• _OBJECTIVE_:
Rewrite everything below from the line containing "Where can the overhead" down to the line containing "<point>585,492</point>", putting "service desk" wherever "check-in counter" appears. Leave everything else in those lines unchanged.

• _EXCERPTED RECORDS_:
● ● ● ● ● ● ●

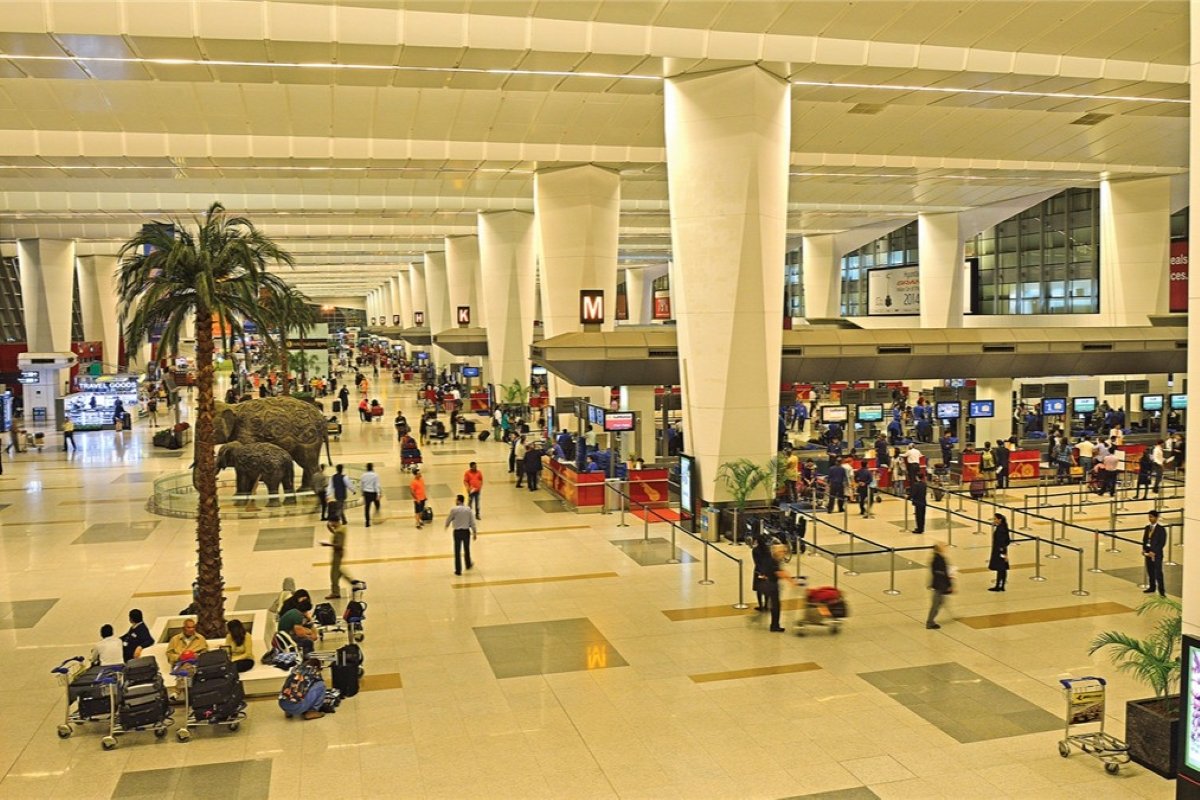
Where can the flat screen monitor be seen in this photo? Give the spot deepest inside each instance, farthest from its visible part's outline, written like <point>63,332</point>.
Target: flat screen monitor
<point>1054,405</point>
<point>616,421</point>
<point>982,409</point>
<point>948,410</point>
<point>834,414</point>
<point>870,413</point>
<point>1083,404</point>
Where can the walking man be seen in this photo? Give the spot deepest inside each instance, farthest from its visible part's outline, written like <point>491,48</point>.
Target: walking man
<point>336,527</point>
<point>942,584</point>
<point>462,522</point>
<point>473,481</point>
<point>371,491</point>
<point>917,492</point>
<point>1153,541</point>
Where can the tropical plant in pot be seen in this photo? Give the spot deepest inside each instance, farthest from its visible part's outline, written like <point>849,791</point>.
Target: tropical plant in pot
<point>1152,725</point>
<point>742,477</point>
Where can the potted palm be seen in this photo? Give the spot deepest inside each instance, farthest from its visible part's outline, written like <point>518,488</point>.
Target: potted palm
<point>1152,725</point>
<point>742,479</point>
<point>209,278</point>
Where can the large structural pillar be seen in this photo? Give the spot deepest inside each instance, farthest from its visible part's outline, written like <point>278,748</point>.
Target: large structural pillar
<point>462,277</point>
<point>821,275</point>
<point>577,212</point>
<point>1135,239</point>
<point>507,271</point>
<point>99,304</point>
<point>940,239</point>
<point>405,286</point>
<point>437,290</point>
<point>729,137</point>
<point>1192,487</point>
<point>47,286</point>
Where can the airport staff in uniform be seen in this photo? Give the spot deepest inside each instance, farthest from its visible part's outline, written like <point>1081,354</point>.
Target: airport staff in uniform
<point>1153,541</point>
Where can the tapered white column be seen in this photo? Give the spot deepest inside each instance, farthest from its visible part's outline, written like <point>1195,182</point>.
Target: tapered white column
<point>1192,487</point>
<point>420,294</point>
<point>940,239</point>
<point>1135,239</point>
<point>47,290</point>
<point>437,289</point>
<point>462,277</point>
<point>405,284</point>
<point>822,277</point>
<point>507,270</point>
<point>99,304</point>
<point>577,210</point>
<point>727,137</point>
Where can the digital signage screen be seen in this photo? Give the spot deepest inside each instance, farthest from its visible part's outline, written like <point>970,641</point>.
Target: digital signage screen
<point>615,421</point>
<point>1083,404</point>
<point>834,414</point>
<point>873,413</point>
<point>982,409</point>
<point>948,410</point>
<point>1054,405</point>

● ● ● ● ● ● ●

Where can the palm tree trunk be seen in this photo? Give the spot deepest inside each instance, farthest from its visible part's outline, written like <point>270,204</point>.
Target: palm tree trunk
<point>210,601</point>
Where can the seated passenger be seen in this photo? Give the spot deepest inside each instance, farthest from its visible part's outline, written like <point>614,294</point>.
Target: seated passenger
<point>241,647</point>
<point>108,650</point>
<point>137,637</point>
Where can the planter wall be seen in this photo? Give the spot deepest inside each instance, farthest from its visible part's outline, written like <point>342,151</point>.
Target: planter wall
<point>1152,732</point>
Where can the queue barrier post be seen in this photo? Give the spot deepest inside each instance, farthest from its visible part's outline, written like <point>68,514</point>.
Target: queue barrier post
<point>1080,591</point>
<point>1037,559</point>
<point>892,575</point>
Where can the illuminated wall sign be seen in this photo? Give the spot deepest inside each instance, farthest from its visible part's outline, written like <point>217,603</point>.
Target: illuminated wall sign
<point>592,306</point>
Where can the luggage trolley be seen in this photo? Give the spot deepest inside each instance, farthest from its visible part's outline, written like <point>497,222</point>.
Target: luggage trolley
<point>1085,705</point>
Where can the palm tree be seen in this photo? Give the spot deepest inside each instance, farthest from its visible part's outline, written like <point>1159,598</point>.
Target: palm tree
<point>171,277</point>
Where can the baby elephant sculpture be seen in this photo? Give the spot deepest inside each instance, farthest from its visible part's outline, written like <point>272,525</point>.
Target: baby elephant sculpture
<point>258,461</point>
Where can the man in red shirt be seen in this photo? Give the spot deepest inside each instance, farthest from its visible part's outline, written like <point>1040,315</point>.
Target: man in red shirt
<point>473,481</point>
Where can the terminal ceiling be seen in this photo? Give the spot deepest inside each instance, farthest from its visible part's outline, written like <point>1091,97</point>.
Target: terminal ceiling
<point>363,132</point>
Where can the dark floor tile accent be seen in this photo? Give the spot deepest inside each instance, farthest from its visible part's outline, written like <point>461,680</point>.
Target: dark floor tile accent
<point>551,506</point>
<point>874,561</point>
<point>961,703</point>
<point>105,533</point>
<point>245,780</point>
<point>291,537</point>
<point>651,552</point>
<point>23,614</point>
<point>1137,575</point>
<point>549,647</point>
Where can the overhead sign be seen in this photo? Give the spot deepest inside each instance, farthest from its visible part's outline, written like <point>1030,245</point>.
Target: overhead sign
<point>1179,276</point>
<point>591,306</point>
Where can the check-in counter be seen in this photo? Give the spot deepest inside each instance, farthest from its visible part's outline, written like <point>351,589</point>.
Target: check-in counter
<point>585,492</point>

● ● ● ● ● ● ●

• _ANSWER TO THIS PROBLEM_:
Where can the overhead sign be seen in this photo? Give the spot deepest inside each instance, farthest from its visible part's outline, written like <point>1030,245</point>.
Target: overhead sign
<point>1179,276</point>
<point>591,306</point>
Where can the service desk be seen in this photo? Give the spot deepest inside each instance, farthest from its visible part's outline, written like <point>351,589</point>.
Target: service desk
<point>585,492</point>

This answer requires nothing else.